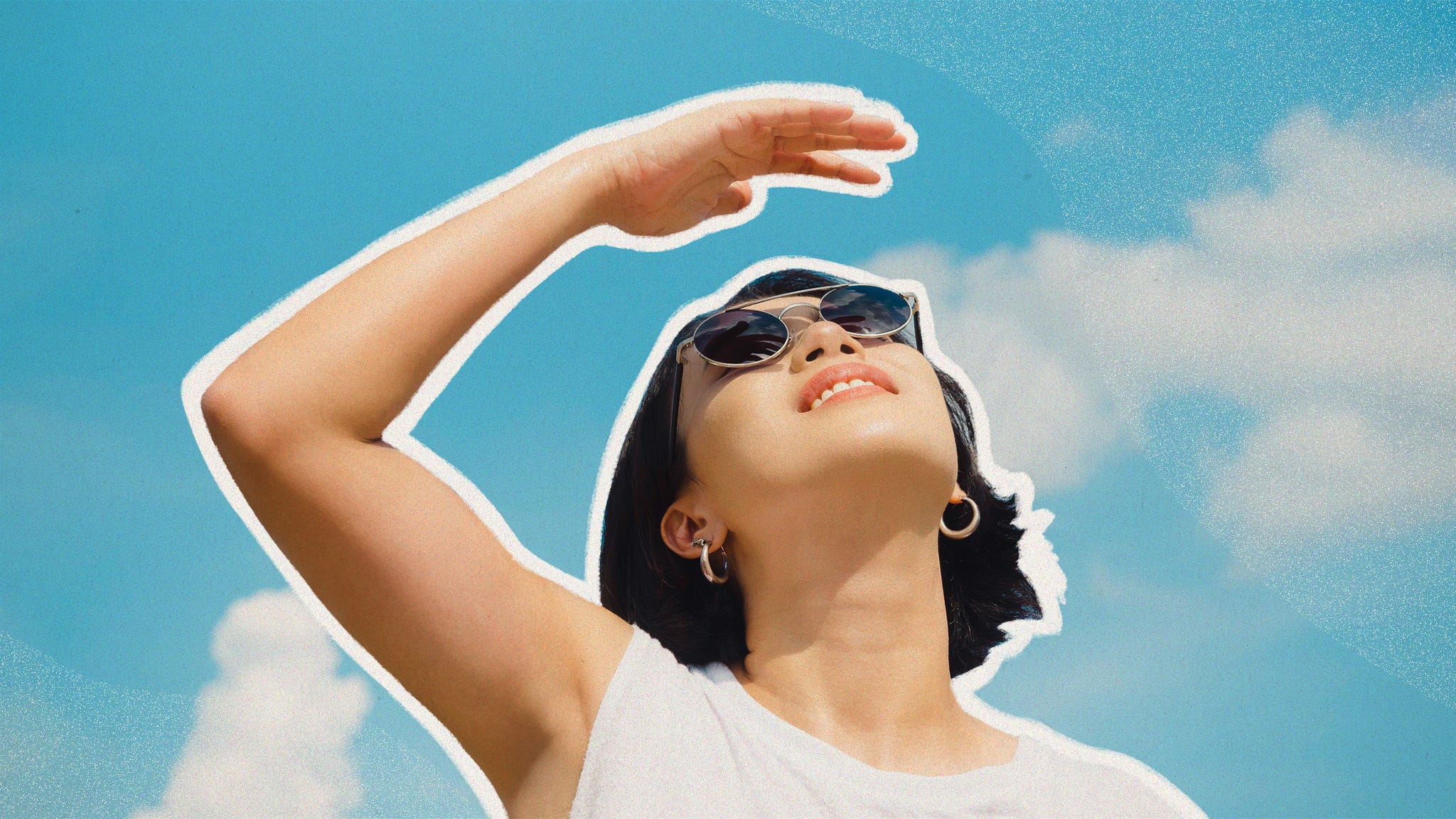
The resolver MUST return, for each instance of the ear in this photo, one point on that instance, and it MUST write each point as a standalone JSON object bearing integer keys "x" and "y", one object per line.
{"x": 689, "y": 519}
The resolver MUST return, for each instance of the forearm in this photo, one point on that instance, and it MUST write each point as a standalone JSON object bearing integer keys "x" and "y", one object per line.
{"x": 350, "y": 360}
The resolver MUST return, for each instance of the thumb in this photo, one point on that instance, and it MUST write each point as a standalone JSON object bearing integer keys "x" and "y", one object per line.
{"x": 733, "y": 200}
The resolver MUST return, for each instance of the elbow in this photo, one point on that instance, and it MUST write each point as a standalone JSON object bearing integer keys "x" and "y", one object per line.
{"x": 237, "y": 419}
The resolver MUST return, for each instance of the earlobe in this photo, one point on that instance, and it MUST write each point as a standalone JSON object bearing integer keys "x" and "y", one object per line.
{"x": 682, "y": 525}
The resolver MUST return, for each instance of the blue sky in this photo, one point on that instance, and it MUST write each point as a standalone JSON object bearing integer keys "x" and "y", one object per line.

========

[Problem requirements] Except for pictures, copy the records above exactly.

[Task result]
The resolver MUST return, for each instance of the ear in this photo, one point on that instance, and it MUST write each point as a standalone JSON object bearing integer keys "x" and "y", one object per line.
{"x": 689, "y": 519}
The resolver MUST return, for each instance of the forearm in this photo, one point on that instance, and it MUST write each point as a standalone JSON object bearing integer keys "x" and "y", one object per line.
{"x": 350, "y": 360}
The resolver MUST return, for each instance of the thumb in this photo, one point on that instance, and it MUST write each point as a standalone JSON object bearing integer keys "x" and "y", one object per line.
{"x": 733, "y": 200}
The resolver MUST return, for each instance of the elbow in this photo, one point on that instance, and it MUST write each point as a standalone JSON object bearing integer keys "x" and "y", one object per line.
{"x": 237, "y": 419}
The resolver MUST return, for each instance of the earlobe in this photo, one point on that instance, and it MUST write each point as a standalone JSON object bearing integer keys "x" and "y", one object per line.
{"x": 682, "y": 525}
The resolver MUST return, for each instance of the blue sky in this photo, one point on that instance, and it MUST write each point as a standalone JSON object bearing integer keys "x" and "y", one object per line.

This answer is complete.